<<<<

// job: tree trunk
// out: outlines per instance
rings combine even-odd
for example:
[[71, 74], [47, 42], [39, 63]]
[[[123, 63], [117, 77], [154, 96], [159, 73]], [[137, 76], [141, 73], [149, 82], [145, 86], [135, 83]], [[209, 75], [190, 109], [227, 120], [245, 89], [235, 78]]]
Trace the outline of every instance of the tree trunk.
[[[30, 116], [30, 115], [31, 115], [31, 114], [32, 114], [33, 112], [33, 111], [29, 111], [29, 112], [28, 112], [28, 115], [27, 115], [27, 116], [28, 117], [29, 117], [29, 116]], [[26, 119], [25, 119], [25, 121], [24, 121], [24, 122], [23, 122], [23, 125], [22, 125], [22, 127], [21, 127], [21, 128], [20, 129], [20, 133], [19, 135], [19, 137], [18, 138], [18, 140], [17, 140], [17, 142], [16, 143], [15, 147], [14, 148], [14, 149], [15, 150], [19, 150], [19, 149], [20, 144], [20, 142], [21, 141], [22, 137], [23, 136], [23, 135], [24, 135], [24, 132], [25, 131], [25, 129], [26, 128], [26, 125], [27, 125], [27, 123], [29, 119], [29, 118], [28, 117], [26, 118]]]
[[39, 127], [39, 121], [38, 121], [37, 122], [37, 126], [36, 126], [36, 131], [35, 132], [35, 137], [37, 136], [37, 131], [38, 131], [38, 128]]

>>>>
<<<<

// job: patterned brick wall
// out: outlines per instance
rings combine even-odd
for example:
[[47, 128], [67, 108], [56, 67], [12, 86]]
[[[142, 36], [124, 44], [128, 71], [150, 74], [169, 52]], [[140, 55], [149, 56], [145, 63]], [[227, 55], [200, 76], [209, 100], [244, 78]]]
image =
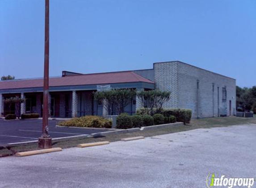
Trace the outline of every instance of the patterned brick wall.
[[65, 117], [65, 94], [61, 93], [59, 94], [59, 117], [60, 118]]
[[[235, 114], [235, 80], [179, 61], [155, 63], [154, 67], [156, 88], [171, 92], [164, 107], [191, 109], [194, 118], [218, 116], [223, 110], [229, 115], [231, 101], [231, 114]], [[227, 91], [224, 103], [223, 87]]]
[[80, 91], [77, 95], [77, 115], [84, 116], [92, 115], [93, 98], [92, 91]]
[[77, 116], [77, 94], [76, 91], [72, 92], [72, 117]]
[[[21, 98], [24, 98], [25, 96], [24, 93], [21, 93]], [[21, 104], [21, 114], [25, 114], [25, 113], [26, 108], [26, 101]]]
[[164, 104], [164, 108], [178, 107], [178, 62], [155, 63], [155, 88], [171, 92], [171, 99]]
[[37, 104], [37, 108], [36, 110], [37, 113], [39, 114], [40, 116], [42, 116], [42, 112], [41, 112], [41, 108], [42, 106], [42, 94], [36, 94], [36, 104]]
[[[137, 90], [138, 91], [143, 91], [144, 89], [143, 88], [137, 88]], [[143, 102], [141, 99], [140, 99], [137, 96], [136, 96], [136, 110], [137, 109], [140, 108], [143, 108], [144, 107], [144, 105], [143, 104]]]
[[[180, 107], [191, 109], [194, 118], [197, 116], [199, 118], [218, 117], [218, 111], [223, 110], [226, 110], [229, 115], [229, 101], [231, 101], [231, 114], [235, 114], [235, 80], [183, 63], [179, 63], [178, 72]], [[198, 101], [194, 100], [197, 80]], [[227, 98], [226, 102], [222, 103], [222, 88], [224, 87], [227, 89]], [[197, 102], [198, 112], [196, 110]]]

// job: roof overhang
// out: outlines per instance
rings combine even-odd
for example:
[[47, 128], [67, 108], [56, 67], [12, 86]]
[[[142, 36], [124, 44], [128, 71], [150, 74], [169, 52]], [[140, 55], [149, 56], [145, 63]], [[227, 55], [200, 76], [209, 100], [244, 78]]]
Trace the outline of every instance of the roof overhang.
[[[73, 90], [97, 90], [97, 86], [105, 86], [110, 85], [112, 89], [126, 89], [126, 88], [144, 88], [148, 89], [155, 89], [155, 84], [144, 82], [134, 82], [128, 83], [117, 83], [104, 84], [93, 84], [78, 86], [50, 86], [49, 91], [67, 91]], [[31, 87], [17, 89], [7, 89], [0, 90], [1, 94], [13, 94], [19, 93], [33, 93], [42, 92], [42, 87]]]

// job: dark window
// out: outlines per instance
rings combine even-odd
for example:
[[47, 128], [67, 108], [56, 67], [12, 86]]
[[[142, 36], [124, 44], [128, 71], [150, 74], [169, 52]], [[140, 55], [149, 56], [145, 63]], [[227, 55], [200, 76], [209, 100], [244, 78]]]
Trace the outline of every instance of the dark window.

>>>>

WORK INSTRUCTIONS: Reproduce verbatim everything from the line containing "job: roof overhang" down to the line containing "Trace the outline of every instance of the dark", including both of those lines.

THE RESPONSE:
// job: roof overhang
// out: outlines per instance
rings combine even-odd
for example:
[[47, 128], [67, 108], [56, 67], [12, 86]]
[[[142, 36], [124, 44], [128, 71], [150, 74], [169, 52]], [[140, 55], [149, 56], [145, 63]], [[227, 55], [200, 76], [209, 100], [244, 78]]]
Trace the outline of every instance of the roof overhang.
[[[73, 90], [97, 90], [97, 86], [105, 86], [110, 85], [112, 89], [126, 89], [126, 88], [144, 88], [148, 89], [155, 89], [155, 84], [144, 82], [134, 82], [128, 83], [117, 83], [104, 84], [93, 84], [78, 86], [50, 86], [49, 91], [67, 91]], [[31, 87], [17, 89], [7, 89], [0, 90], [1, 94], [13, 94], [19, 93], [33, 93], [42, 92], [42, 87]]]

// job: dark window
// out: outlines per instance
rings combine even-odd
for example:
[[47, 128], [67, 108], [56, 67], [12, 86]]
[[[142, 36], [124, 44], [128, 71], [150, 74], [169, 52]], [[140, 55], [149, 56], [145, 63]], [[227, 55], [200, 76], [209, 100], [244, 78]]]
Trace the outline of every instance of the dark window.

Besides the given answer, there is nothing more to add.